Texte du document:
Les mains jointes, il prend un air inspiré. Cela fait cinq jours qu’il répète cette présentation dont le contenu est gardé secret depuis des mois. "De temps en temps un produit révolutionnaire qui change tout arrive." Bras qui s’écartent pour accueillir le futur client. Mains qui se rejoignent pour le serrer près de lui. Le patron de la marque à la pomme se lance alors dans une énumération de tous les produits sortis par son entreprise ces dernières années. Le Macintosh, l’iPod…

"Aujourd’hui, nous présentons trois produits révolutionnaires. Un iPod avec un grand écran tactile, un téléphone mobile révolutionnaire et un système de navigation sur internet innovant." Beaucoup de mots pour un seul objet : l’iPhone.

Steve Jobs se lance alors dans son exercice préféré : montrer à quel point son entreprise est en train de révolutionner le marché des nouvelles technologies. Son téléphone, qui a nécessité "des années de recherche et développement", propose "une expérience utilisateur révolutionnaire". Les superlatifs s'enchaînent, le public est conquis.

Terminé le clavier physique qui avait fait le succès de marques comme Nokia ou Blackberry. Pas question non plus d’un style pour naviguer dans l’appareil ("personne ne veut d’un stylet", glisse le prophète de la tech). L’iPhone, c’est avant tout un écran tactile qu’on manipule du bout des doigts.

Palm Pilot, Newton, Simon…

Si on le compare aux smartphones d’aujourd’hui, l’appareil paraît ridiculement petit. Mais il a un avantage : il tient dans la paume de la main. La paume… voilà un mot qui évoque une autre invention : le Palm Pilot. Dès 1996, l’entreprise Palm met sur le marché ce qui ressemble bien à un ancêtre de l’iPhone avec un stylet. Un ordinateur de poche qui s’écoulera à un million d’exemplaires en un an et demi.

Exercices à résoudre:
**A)** Recopiez sans rien changer le passage du texte du document qui va de « Terminé le clavier » à « an et demi. ».
**B)** Répondez aux questions suivantes d'après le texte du document.
(i) Depuis combien de jours la présentation est-elle répétée ?
(ii) Quelles marques le clavier physique avait-il fait réussir ?
(iii) En quelle année l'entreprise Palm met-elle le Palm Pilot sur le marché ?
Les lignes qui viennent ensuite n'ont aucun rapport avec le texte du document.

Lignes extraites:
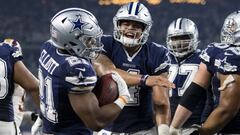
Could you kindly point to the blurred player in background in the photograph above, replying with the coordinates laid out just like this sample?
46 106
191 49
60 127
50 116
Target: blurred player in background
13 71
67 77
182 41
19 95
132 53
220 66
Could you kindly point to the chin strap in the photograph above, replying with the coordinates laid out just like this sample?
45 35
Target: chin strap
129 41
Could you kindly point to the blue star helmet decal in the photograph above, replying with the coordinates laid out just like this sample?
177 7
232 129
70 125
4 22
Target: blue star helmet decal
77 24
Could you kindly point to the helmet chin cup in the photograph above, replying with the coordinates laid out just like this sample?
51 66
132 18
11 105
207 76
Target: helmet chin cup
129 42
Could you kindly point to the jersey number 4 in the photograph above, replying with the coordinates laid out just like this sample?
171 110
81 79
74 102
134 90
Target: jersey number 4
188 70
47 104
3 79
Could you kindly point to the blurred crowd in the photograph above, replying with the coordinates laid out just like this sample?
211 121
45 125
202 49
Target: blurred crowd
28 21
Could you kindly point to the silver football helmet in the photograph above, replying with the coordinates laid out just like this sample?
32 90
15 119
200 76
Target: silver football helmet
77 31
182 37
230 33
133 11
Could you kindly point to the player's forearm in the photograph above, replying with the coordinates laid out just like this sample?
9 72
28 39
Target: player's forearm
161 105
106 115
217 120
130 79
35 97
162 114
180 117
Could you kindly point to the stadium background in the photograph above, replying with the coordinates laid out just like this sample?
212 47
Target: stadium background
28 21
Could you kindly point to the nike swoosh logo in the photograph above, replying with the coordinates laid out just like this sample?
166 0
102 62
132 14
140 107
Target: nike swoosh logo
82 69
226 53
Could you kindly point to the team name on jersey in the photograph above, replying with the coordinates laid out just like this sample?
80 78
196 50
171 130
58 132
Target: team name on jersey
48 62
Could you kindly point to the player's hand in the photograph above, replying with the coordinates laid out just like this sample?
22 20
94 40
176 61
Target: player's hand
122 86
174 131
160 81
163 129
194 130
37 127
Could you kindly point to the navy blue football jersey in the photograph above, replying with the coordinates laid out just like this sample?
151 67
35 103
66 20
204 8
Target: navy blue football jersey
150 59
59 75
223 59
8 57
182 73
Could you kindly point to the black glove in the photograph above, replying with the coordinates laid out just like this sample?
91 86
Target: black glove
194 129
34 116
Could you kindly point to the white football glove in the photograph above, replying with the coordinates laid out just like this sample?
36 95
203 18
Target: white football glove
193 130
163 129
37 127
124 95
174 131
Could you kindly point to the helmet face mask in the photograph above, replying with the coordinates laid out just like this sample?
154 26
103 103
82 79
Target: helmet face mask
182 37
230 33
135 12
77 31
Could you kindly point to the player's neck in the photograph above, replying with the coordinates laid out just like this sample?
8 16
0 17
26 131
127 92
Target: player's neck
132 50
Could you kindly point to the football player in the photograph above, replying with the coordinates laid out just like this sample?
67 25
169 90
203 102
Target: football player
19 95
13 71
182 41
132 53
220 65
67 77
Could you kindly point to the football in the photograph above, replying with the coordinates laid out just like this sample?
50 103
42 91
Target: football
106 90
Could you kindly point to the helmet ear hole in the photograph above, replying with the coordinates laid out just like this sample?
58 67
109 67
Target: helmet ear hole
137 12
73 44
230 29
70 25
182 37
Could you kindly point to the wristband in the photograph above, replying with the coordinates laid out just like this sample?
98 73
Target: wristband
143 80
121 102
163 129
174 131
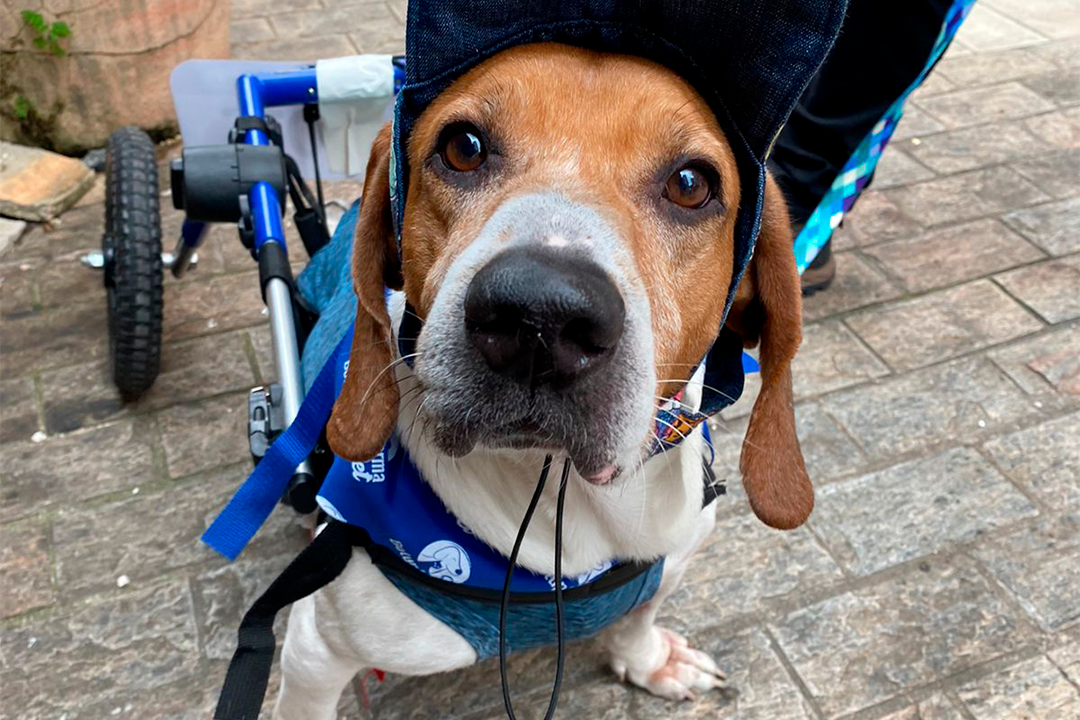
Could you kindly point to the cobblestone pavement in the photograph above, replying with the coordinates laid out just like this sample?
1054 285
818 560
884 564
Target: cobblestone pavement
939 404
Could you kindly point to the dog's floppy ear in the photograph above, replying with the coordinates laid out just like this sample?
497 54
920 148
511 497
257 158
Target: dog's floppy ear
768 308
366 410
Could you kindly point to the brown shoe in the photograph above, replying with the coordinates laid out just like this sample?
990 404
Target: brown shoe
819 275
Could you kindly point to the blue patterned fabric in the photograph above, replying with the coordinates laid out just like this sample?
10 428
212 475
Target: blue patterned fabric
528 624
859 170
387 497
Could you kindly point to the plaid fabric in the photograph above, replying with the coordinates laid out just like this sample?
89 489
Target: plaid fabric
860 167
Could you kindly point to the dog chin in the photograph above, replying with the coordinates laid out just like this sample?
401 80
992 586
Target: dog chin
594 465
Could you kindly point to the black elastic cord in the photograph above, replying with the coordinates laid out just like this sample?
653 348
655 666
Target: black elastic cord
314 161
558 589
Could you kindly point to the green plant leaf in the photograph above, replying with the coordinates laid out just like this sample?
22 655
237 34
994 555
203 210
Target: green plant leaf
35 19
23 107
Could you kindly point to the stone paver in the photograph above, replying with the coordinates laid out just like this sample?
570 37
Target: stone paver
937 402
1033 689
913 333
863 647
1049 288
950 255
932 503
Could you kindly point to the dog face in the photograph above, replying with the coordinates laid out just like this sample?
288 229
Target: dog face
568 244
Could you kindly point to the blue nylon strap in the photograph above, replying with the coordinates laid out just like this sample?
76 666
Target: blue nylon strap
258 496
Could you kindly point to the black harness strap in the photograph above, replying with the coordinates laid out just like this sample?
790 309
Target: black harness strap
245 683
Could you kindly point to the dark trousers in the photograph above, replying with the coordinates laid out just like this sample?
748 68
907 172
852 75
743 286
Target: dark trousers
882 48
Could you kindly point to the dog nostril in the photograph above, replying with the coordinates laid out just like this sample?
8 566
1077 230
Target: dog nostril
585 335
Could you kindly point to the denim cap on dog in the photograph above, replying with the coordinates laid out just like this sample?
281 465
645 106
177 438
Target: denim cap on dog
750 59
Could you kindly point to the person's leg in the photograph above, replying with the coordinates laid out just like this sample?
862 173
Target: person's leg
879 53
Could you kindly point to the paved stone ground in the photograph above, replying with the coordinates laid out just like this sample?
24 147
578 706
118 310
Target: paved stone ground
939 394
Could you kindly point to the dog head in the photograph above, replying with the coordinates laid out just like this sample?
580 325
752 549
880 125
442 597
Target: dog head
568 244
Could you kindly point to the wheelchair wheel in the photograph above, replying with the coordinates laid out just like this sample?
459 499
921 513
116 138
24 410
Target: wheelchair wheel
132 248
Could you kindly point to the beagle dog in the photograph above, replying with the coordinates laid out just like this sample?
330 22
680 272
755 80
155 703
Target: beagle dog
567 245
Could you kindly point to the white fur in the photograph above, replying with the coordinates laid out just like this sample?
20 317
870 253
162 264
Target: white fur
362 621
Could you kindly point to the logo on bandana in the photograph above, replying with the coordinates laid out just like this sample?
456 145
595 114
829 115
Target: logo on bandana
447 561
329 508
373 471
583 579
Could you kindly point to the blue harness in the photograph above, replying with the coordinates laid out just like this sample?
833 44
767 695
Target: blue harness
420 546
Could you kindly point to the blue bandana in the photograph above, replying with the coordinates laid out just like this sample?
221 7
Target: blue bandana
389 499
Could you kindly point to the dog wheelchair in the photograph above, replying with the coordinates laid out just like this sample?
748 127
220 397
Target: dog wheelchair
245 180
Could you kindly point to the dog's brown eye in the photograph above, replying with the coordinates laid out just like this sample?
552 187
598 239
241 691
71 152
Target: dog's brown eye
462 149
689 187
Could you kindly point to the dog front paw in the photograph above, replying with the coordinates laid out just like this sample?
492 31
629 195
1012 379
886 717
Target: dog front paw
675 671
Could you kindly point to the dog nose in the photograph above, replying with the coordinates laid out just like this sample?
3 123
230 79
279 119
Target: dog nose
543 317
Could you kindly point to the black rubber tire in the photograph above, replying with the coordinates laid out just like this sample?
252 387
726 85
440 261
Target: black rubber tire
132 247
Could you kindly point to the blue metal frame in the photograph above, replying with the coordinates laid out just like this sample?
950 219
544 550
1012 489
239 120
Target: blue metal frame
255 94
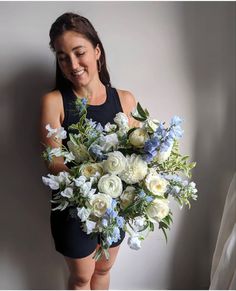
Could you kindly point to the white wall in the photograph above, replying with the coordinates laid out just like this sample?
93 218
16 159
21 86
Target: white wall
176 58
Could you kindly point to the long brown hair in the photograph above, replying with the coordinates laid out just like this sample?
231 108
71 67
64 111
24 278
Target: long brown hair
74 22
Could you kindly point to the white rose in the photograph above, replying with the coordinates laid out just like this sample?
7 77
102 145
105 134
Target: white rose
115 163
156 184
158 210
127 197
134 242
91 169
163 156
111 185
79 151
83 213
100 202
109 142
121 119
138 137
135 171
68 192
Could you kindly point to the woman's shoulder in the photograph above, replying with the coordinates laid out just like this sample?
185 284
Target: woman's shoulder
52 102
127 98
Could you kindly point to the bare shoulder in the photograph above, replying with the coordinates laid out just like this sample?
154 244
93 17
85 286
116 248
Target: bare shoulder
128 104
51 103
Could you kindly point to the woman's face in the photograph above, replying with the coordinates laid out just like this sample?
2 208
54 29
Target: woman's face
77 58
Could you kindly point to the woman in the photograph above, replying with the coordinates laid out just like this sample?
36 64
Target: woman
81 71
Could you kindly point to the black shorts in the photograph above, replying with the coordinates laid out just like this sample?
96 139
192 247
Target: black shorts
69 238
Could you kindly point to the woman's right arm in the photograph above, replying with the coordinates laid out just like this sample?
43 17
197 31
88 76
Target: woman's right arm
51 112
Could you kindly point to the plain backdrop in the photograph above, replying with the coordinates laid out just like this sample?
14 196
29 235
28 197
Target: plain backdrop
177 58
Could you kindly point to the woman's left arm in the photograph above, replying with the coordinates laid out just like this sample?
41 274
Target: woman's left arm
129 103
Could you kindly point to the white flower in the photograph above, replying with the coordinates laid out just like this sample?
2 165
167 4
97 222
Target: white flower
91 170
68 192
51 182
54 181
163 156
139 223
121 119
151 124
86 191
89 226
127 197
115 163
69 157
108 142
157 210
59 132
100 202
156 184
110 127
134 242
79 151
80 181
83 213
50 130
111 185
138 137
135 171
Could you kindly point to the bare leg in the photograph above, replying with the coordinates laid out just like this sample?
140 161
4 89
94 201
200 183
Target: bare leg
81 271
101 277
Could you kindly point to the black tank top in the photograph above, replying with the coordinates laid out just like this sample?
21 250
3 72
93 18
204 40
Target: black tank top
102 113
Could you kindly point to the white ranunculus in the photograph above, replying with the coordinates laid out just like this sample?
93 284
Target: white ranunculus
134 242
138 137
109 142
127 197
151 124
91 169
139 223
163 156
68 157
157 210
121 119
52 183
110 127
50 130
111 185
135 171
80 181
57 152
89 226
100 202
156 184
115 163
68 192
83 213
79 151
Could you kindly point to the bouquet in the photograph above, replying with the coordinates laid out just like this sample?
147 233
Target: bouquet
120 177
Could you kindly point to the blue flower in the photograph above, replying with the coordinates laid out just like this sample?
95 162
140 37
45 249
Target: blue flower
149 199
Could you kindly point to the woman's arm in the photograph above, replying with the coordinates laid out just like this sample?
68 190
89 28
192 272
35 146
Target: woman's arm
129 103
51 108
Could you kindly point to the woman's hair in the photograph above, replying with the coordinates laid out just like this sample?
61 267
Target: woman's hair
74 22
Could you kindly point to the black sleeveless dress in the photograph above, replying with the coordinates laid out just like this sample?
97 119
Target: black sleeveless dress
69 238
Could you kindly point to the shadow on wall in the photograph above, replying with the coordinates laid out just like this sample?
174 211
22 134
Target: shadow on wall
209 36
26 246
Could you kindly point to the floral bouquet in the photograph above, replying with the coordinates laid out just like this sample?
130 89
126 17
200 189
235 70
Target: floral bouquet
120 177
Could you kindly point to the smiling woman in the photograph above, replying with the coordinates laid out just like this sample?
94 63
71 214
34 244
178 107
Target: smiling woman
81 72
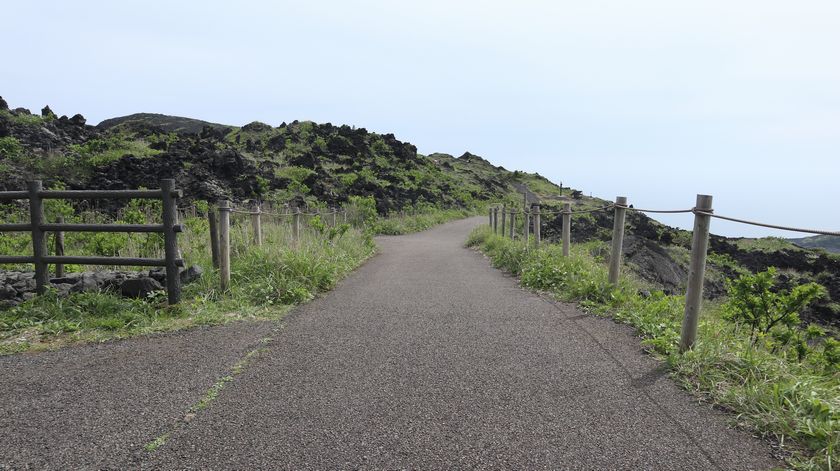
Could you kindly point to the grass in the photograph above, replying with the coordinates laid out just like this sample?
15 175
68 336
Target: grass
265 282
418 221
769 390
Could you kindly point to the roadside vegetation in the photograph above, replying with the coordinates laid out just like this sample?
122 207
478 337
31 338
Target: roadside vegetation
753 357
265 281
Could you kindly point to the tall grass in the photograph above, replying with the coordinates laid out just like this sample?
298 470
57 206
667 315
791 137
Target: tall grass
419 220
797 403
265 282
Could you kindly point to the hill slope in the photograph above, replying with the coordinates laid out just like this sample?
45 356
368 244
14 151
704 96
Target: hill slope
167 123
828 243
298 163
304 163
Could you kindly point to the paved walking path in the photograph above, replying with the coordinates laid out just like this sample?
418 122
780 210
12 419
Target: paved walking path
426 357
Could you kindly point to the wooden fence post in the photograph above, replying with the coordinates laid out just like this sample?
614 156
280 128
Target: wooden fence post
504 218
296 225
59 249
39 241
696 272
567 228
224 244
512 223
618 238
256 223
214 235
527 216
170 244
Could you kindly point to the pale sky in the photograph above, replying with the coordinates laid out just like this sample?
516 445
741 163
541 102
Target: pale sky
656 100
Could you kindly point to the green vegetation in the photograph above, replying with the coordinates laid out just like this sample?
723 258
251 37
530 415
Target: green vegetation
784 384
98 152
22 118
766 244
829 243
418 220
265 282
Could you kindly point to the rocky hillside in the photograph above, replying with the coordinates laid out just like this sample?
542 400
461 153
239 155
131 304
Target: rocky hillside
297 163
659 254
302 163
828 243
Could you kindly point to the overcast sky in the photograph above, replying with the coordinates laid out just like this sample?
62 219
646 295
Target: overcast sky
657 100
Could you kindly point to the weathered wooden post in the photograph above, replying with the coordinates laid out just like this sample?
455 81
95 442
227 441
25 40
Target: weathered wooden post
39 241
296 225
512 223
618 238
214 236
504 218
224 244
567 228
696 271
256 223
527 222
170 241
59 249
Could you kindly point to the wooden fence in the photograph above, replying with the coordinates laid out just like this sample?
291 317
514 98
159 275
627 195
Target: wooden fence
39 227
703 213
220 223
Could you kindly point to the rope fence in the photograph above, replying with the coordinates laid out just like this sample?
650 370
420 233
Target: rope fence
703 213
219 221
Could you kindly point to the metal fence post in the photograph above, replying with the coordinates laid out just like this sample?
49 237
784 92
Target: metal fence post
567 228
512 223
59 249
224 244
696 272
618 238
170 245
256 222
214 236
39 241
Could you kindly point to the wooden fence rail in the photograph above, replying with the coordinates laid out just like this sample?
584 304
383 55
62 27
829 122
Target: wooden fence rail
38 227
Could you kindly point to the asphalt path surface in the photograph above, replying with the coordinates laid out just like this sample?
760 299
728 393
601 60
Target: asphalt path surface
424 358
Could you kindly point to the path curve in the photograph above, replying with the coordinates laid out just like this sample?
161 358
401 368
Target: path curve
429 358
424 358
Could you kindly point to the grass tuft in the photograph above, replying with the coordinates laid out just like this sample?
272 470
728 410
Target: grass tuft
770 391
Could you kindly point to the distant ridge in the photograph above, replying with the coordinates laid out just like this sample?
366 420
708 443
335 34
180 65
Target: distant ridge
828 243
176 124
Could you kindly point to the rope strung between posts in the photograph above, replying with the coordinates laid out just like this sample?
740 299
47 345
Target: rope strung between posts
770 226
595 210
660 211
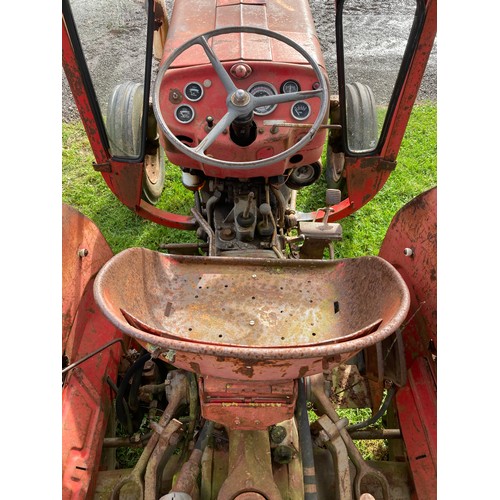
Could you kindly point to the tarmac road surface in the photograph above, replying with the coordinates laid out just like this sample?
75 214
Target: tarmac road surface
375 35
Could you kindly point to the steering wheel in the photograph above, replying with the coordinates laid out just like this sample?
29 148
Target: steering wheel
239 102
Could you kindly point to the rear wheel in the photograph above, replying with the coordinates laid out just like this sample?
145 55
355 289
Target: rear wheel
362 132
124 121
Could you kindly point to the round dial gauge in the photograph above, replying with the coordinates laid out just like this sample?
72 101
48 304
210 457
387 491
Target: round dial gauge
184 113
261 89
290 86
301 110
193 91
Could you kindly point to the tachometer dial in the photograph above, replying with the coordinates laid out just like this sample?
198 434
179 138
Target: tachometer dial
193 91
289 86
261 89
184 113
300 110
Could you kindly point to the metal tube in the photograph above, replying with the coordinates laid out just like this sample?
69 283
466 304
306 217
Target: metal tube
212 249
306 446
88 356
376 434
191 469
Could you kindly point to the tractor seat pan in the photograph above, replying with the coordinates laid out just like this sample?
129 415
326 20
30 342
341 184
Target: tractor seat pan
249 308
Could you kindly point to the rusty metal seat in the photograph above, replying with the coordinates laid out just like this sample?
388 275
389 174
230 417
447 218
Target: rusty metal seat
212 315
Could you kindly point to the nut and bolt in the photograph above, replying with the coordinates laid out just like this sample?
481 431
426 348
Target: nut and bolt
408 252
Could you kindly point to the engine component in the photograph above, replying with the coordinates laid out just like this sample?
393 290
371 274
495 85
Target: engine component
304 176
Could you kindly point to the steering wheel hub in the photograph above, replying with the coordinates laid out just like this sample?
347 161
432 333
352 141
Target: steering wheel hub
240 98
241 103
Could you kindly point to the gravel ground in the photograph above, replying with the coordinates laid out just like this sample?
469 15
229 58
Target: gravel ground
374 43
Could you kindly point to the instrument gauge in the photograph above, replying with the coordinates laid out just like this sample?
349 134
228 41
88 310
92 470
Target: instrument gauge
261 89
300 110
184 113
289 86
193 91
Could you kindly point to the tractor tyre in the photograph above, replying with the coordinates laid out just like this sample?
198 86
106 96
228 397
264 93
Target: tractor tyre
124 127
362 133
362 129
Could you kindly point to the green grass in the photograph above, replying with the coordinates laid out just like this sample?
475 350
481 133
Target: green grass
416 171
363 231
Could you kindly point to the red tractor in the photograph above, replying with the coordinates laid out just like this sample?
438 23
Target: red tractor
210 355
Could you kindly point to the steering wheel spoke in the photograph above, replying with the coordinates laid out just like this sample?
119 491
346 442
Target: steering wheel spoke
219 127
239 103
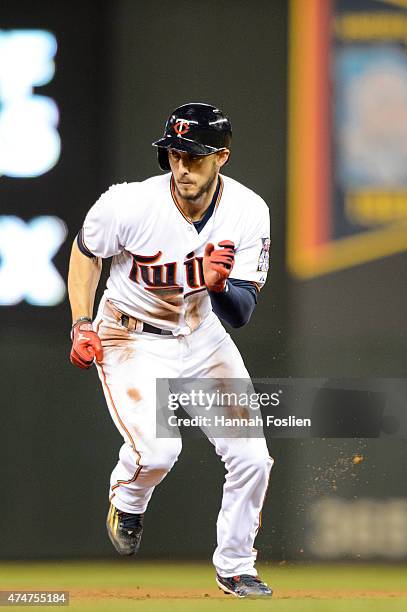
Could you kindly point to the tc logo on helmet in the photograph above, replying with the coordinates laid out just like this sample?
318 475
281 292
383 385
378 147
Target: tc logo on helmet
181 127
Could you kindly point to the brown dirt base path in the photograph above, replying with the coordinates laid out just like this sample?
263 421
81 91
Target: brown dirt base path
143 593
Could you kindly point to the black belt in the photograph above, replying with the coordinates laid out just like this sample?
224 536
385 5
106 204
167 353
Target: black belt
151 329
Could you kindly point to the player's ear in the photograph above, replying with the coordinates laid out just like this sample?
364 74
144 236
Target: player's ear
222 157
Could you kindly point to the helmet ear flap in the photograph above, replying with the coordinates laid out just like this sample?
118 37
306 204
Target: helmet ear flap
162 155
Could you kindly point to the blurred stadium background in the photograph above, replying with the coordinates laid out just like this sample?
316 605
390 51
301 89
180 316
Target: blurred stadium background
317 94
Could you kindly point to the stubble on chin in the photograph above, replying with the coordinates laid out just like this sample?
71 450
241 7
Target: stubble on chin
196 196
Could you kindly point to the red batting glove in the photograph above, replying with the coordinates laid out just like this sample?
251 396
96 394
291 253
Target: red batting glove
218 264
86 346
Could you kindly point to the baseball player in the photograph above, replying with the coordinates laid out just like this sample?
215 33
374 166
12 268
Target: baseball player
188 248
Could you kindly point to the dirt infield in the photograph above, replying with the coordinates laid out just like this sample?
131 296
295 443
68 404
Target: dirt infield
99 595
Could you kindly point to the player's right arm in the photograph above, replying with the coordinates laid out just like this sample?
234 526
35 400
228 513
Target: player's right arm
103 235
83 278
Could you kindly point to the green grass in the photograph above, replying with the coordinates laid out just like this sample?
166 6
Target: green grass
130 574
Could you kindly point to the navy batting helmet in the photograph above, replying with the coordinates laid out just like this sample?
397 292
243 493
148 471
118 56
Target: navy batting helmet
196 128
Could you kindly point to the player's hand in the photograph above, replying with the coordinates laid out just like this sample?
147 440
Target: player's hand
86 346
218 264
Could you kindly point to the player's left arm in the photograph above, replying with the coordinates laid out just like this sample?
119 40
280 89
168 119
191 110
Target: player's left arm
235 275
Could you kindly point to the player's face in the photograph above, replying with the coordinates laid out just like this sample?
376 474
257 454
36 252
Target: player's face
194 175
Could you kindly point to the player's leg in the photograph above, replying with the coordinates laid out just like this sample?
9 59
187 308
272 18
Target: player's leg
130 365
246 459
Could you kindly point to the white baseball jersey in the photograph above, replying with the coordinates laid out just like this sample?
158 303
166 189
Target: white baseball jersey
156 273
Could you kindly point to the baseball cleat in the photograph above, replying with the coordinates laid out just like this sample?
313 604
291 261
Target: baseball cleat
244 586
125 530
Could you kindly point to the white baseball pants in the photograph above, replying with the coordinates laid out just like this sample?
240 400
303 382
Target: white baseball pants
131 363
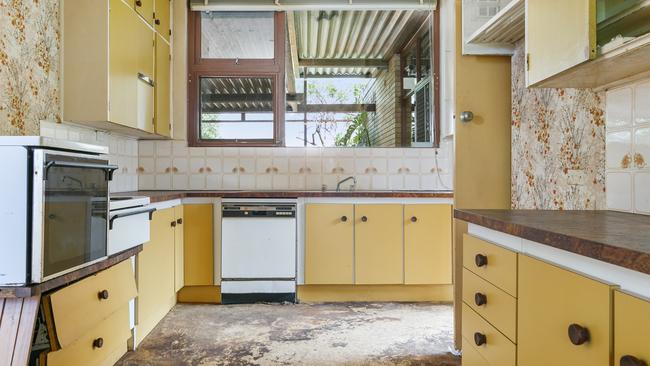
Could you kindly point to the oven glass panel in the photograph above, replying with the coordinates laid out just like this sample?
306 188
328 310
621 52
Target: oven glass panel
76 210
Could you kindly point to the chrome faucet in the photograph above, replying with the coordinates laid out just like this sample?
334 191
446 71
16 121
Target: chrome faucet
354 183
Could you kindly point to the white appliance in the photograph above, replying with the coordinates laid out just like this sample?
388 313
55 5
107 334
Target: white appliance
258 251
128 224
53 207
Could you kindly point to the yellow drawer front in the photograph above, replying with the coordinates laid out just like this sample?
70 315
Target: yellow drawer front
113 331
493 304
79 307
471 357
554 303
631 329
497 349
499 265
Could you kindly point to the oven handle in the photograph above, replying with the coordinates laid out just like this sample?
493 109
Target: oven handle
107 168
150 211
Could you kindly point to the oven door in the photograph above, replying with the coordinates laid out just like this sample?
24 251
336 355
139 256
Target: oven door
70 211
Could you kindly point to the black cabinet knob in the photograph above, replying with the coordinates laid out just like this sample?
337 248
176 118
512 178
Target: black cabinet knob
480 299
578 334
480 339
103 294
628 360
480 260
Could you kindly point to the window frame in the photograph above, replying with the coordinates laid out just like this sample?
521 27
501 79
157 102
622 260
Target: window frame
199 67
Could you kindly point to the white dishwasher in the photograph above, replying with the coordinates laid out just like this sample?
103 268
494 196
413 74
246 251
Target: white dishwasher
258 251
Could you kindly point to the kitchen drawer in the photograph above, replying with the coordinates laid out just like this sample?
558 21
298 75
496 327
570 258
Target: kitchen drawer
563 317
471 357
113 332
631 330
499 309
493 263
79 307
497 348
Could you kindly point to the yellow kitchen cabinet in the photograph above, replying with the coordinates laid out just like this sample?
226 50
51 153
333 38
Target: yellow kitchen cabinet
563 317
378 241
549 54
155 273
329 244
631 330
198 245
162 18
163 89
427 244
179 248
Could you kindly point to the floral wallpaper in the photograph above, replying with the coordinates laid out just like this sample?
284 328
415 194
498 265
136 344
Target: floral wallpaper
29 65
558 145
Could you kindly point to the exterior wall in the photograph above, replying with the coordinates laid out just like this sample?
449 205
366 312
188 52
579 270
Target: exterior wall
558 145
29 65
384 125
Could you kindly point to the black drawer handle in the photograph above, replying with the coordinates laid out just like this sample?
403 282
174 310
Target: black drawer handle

Réponses proposées:
**A)**
Terminé le clavier physique qui avait fait le succès de marques comme Nokia ou Blackberry. Pas question non plus d’un style pour naviguer dans l’appareil ("personne ne veut d’un stylet", glisse le prophète de la tech). L’iPhone, c’est avant tout un écran tactile qu’on manipule du bout des doigts.

Palm Pilot, Newton, Simon…

Si on le compare aux smartphones d’aujourd’hui, l’appareil paraît ridiculement petit. Mais il a un avantage : il tient dans la paume de la main. La paume… voilà un mot qui évoque une autre invention : le Palm Pilot. Dès 1996, l’entreprise Palm met sur le marché ce qui ressemble bien à un ancêtre de l’iPhone avec un stylet. Un ordinateur de poche qui s’écoulera à un million d’exemplaires en un an et demi.

**B)**
(i) Depuis cinq jours.
(ii) Nokia et Blackberry.
(iii) En 1996.